Data extract:
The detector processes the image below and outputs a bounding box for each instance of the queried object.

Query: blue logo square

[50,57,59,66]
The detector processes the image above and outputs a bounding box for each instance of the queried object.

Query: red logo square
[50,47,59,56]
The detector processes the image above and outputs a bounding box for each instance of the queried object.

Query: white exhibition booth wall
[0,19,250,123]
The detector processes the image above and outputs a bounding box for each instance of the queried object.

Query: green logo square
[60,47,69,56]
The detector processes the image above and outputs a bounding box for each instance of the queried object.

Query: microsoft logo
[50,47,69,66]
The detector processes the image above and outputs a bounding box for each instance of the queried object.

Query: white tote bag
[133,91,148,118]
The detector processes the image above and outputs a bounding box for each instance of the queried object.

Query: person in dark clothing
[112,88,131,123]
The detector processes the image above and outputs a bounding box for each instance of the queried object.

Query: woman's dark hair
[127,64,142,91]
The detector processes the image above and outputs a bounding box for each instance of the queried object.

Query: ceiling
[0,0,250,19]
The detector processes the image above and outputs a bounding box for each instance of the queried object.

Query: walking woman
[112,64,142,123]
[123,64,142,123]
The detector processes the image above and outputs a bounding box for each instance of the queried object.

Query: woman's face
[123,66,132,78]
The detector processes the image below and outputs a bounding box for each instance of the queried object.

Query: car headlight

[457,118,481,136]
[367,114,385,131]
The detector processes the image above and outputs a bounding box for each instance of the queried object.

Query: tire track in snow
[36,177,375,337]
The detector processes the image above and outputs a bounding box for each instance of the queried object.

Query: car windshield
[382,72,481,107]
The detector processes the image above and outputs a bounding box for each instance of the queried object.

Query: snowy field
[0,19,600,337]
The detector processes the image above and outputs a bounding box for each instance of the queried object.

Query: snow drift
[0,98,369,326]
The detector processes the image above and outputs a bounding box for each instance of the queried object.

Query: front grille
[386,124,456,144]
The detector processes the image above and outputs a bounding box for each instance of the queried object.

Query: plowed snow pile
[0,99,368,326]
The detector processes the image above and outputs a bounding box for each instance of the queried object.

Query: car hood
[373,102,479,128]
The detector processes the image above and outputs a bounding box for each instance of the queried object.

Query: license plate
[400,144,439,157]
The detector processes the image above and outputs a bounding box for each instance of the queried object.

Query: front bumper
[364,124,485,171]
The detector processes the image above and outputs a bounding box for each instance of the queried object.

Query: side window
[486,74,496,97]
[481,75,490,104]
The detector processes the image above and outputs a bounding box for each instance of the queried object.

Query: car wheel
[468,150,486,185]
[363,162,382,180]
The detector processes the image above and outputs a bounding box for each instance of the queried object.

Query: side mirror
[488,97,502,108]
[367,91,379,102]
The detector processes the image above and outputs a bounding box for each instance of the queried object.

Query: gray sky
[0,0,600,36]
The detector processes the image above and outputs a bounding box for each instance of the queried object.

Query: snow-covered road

Your goal: Output the data above as a Markdown table with a "Row" column that numbers each row and a "Line" column that holds the line. Leave out blank lines.

Response for this exercise:
| Row | Line |
|---|---|
| 1 | The detector processes the image below and outputs a bounding box for each instance of the queried object. |
| 2 | Query: blue logo square |
| 3 | [50,57,59,66] |
| 4 | The detector processes the image above and outputs a bounding box for each instance of the queried object. |
| 5 | Query: red logo square |
| 6 | [50,47,59,56] |
| 7 | The detector processes the image above and outputs a bounding box for each instance of the queried object. |
| 8 | Query: white exhibition booth wall |
| 9 | [0,19,250,123] |
| 10 | The detector processes the image above and outputs a bounding box for each instance of the queried object. |
| 11 | Query: green logo square |
| 12 | [60,47,69,56] |
| 13 | The detector processes the image above and outputs a bounding box for each instance of the queried object. |
| 14 | Query: microsoft logo |
| 15 | [50,47,69,66] |
| 16 | The detector processes the image above and outputs a bounding box for each instance of the queried object. |
| 17 | Query: white tote bag |
| 18 | [133,91,148,118] |
| 19 | The detector processes the image above and outputs a bounding box for each instance of the queried object. |
| 20 | Query: person in dark clothing |
| 21 | [112,88,131,123] |
| 22 | The detector processes the image above and outputs a bounding box for each instance of the queried object. |
| 23 | Query: woman's dark hair |
| 24 | [127,64,142,91] |
| 25 | The detector processes the image above and outputs a bounding box for each instance of the queried object. |
| 26 | Query: ceiling |
| 27 | [0,0,250,19] |
| 28 | The detector processes the image above and outputs a bounding box for each instance of the queried object. |
| 29 | Query: walking woman |
| 30 | [112,64,142,123] |
| 31 | [123,64,142,123] |
| 32 | The detector processes the image above and outputs a bounding box for each instance of the queried object. |
| 33 | Query: woman's face |
| 34 | [123,66,132,78] |
| 35 | The detector processes the image below and outputs a bounding box for each instance of the queried object. |
| 36 | Query: car headlight |
| 37 | [457,118,481,136] |
| 38 | [367,114,385,131] |
| 39 | The detector processes the image above and outputs a bounding box for each instance of the queried object. |
| 40 | Query: tire track in snow |
| 41 | [36,177,375,337] |
| 42 | The detector processes the image above and outputs a bounding box for each instance of the queried object. |
| 43 | Query: car windshield |
| 44 | [382,72,481,107] |
| 45 | The detector processes the image above and outputs a bounding box for each instance of the queried object. |
| 46 | Query: snowy field |
| 47 | [0,19,600,337] |
| 48 | The detector processes the image above and outputs a bounding box for each instance of the queried object. |
| 49 | Query: snow drift |
| 50 | [0,98,369,326] |
| 51 | The detector processes the image above and outputs a bounding box for each instance of the queried object. |
| 52 | Query: front grille |
| 53 | [386,124,456,144] |
| 54 | The detector processes the image above and outputs a bounding box for each instance of the queried object. |
| 55 | Query: plowed snow pile |
| 56 | [0,99,368,326] |
| 57 | The detector processes the image above and outputs a bounding box for each instance of the queried object. |
| 58 | Query: car hood |
| 59 | [373,102,479,128] |
| 60 | The detector processes the image above and outputs a bounding box for each instance of the queried object. |
| 61 | Query: license plate |
| 62 | [400,144,439,157] |
| 63 | The detector processes the image above and outputs a bounding box for each instance of the queried object. |
| 64 | Query: front bumper |
| 65 | [364,124,485,171] |
| 66 | The detector processes the image above and outputs a bounding box for each instance of the queried object. |
| 67 | Query: side window |
| 68 | [486,74,496,97] |
| 69 | [481,75,490,104] |
| 70 | The detector processes the image above and outputs a bounding box for each instance of the queried object. |
| 71 | Query: car wheel |
| 72 | [468,150,486,185] |
| 73 | [363,162,382,180] |
| 74 | The detector processes the image above and outputs a bounding box for each instance of the queried object. |
| 75 | Query: side mirror |
| 76 | [488,97,502,108] |
| 77 | [367,91,379,102] |
| 78 | The detector processes the image above and outputs a bounding box for each instance of the queried object. |
| 79 | Query: gray sky |
| 80 | [0,0,600,36] |
| 81 | The detector processes the image above and outputs a bounding box for each instance of the queried object. |
| 82 | Query: snow-covered road |